Input records.
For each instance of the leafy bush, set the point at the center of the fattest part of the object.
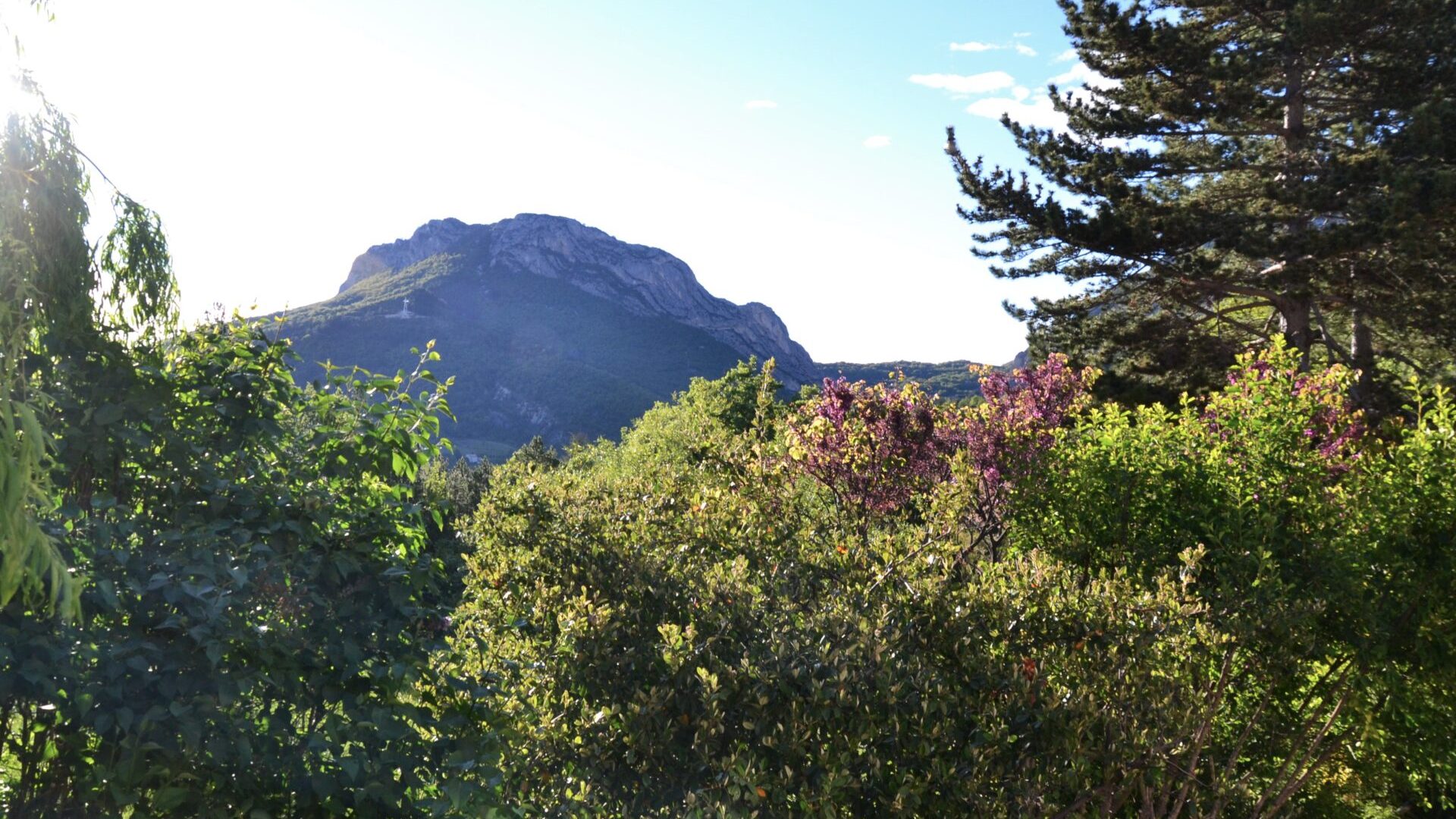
(1232, 608)
(262, 601)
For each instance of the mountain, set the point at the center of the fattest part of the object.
(951, 381)
(551, 327)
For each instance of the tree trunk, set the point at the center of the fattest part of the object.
(1362, 356)
(1294, 324)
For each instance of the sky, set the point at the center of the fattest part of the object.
(789, 152)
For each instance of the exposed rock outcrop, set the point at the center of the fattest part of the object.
(641, 279)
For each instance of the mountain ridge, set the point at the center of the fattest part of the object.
(552, 328)
(642, 279)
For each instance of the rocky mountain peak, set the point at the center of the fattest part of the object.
(644, 280)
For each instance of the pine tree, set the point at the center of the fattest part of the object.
(1248, 168)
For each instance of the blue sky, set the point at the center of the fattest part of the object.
(789, 152)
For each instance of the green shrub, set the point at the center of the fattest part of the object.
(1235, 608)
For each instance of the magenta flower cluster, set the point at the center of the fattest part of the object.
(878, 447)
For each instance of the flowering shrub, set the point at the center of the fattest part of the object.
(1239, 608)
(873, 447)
(1002, 442)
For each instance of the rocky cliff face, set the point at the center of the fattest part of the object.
(644, 280)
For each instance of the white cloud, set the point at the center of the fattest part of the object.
(965, 83)
(1081, 74)
(1028, 112)
(979, 46)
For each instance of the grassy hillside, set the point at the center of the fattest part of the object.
(530, 354)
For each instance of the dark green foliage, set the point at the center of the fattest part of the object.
(1232, 608)
(535, 356)
(1247, 169)
(261, 607)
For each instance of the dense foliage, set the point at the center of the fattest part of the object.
(218, 594)
(226, 591)
(1238, 169)
(1237, 607)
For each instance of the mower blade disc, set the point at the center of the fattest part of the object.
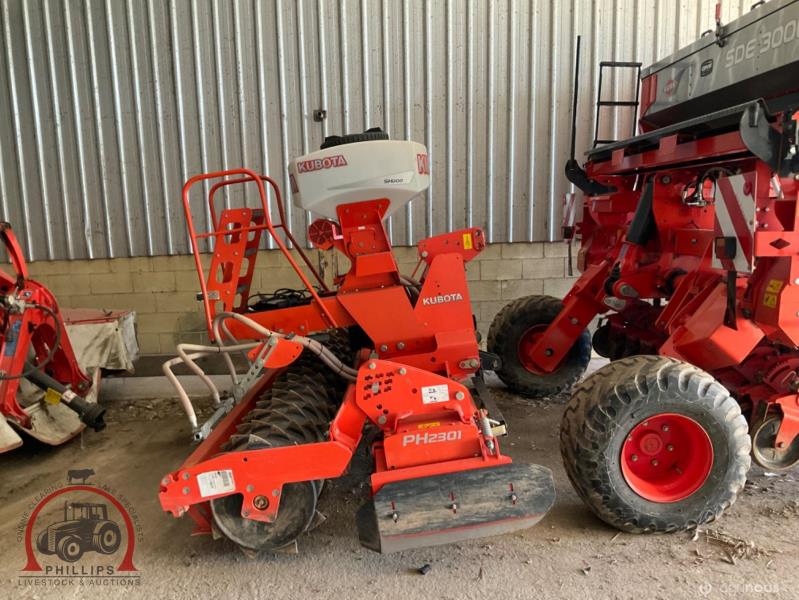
(444, 509)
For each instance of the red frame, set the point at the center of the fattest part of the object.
(762, 336)
(428, 341)
(33, 327)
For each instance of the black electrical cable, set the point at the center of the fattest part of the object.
(51, 352)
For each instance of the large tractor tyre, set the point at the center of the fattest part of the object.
(512, 334)
(654, 445)
(106, 538)
(297, 409)
(69, 548)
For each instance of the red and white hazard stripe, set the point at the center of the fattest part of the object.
(735, 217)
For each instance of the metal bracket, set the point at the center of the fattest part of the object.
(256, 367)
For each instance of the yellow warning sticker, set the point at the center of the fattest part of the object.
(771, 294)
(428, 425)
(52, 396)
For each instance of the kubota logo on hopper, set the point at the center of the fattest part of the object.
(442, 298)
(317, 164)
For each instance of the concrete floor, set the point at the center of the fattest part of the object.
(570, 554)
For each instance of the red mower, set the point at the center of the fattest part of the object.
(372, 351)
(44, 392)
(690, 258)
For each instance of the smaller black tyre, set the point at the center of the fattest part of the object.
(764, 446)
(41, 543)
(69, 548)
(513, 332)
(654, 445)
(106, 537)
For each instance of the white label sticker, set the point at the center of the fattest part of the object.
(435, 393)
(215, 482)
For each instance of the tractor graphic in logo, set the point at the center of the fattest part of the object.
(85, 528)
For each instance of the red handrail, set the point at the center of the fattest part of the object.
(248, 176)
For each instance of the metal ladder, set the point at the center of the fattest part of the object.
(613, 64)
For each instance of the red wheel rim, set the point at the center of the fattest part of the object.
(526, 343)
(666, 457)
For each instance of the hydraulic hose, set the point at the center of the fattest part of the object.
(90, 413)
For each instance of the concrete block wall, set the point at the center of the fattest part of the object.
(162, 289)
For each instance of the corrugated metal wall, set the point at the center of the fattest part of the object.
(107, 106)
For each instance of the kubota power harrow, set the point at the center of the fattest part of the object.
(43, 391)
(690, 255)
(375, 349)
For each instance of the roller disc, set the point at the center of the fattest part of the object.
(297, 409)
(296, 512)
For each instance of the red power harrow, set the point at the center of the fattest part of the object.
(43, 391)
(375, 351)
(690, 255)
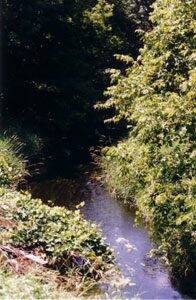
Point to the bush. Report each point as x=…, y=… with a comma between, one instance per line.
x=155, y=167
x=12, y=164
x=67, y=240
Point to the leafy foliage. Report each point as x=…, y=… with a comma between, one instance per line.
x=67, y=240
x=12, y=164
x=155, y=166
x=55, y=54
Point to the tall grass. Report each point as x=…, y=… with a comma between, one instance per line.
x=12, y=163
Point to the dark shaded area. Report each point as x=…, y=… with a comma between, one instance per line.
x=54, y=57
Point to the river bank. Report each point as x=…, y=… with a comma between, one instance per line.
x=145, y=277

What to do.
Rewrite all the records with "fattest" changed to "widest" and everything else unchanged. Leave the pictures out.

The answer.
For each instance of the leafy bush, set the point at the center of the widest part of the object.
(1232, 608)
(262, 601)
For each instance of the mountain, set the point at the center of the widest part of the object.
(951, 381)
(551, 327)
For each instance of the tree trunk, set the point at the center of the widest part of the object.
(1362, 356)
(1294, 324)
For each instance of the sky, set the point at the center of the widest part of the object.
(789, 152)
For each instance of the exposed rock outcrop, set the point at the center of the widest part of the object.
(641, 279)
For each instance of the mountain ridge, set the point at the center of the widest part of the object.
(552, 328)
(642, 279)
For each instance of the rocky mountain peak, set the point at the center of the widest part of the object.
(644, 280)
For each instance of the pine tree, set the point at the center of the widest part of the object.
(1248, 168)
For each instance of the blue sky, set the point at the center of the widest part of the object.
(789, 152)
For each instance of the green shrub, set the point at the center of the widest part of the object.
(1235, 608)
For each instance of the magenta flower cluster, set the point at the center of the widest part of the object.
(878, 447)
For each instance of the flowering shrub, set the point at the center of the widest part of the object.
(1239, 608)
(873, 447)
(1002, 442)
For each instance of the rocky cliff face, set the point at the center of the widest part of the object.
(644, 280)
For each instance of the white cloud, set the point at the center of the widest part of the object.
(965, 83)
(1081, 74)
(1028, 112)
(979, 46)
For each instance of the grassy hillside, set the point at the center of the widest part of the object.
(530, 354)
For each instance of the dark green foliage, set the point at the center of the widest part of the object.
(1232, 608)
(535, 356)
(1247, 169)
(261, 607)
For each instance of the dense foliage, set the point at the center of the widest part of the object.
(218, 594)
(226, 591)
(1238, 169)
(1237, 607)
For each instance of the mower blade disc, set the point at the center of the widest part of the object.
(444, 509)
For each instance of the red frame, set the point at the center of the widest part of the object.
(762, 336)
(428, 341)
(33, 327)
For each instance of the black electrical cable, set the point at the center of the widest part of the object.
(51, 352)
For each instance of the large tractor tyre, set the point at the center of the widest part of the object.
(512, 334)
(654, 445)
(106, 538)
(297, 409)
(69, 548)
For each instance of the red and white hazard stripe, set the point at the center of the widest part of the object.
(735, 217)
For each instance of the metal bracket, set the point at the center of the widest part of the object.
(256, 367)
For each instance of the yellow warning sticker, set the point at the center of the widest part of the object.
(771, 294)
(428, 425)
(52, 396)
For each instance of the kubota logo on hopper, set the point at the center of the widest part of the object.
(442, 298)
(317, 164)
For each instance of the concrete floor, set the point at the center of the widest part of the object.
(570, 554)
For each instance of the red mower, set the point at the center of the widest part of the object.
(372, 351)
(44, 392)
(690, 258)
For each instance of the smaller black tyre, set the point at the center of the widest part of the object.
(764, 446)
(41, 543)
(69, 548)
(513, 332)
(654, 445)
(106, 537)
For each instance of the white label sticker, set the point at the center of the widest part of the object.
(435, 393)
(215, 482)
For each instance of the tractor graphic in logo, set the point at the center of the widest part of the object.
(85, 528)
For each instance of the red handrail, set the point at the center of the widest part of the object.
(248, 176)
For each instance of the metal ladder, set the point at the center of the widest part of the object.
(613, 64)
For each instance of the red wheel rim, set the point at the center of the widest part of the object.
(526, 343)
(666, 457)
For each instance of the hydraulic hose, set the point at the center of the widest part of the object.
(90, 413)
For each instance of the concrete block wall, set the point at the center of the widest part of the object.
(162, 289)
For each instance of the corrugated metal wall, set the point at the center of the widest part of the object.
(107, 106)
For each instance of the kubota power harrow, set the point at the center of the widest part of the object.
(43, 391)
(690, 255)
(375, 349)
For each instance of the roller disc, set the point at the center of the widest part of the object.
(297, 409)
(296, 512)
For each instance of the red power harrow, set the point at the center of the widest part of the object.
(43, 391)
(375, 351)
(690, 255)
Point to the bush. Report each point as x=…, y=… with a comma between, one instance per line.
x=155, y=167
x=12, y=164
x=67, y=240
Point to the leafy foliage. Report each point as x=…, y=… with a comma between, one instance per line.
x=67, y=240
x=12, y=164
x=155, y=166
x=55, y=54
Point to the tall grass. Report each point as x=…, y=… with a comma between, one instance per line.
x=12, y=163
Point to the dark shaded area. Report each point as x=…, y=… with a comma between, one instance per line.
x=54, y=57
Point to the river bank. Report each point as x=…, y=… with a comma between, one instance per line.
x=145, y=277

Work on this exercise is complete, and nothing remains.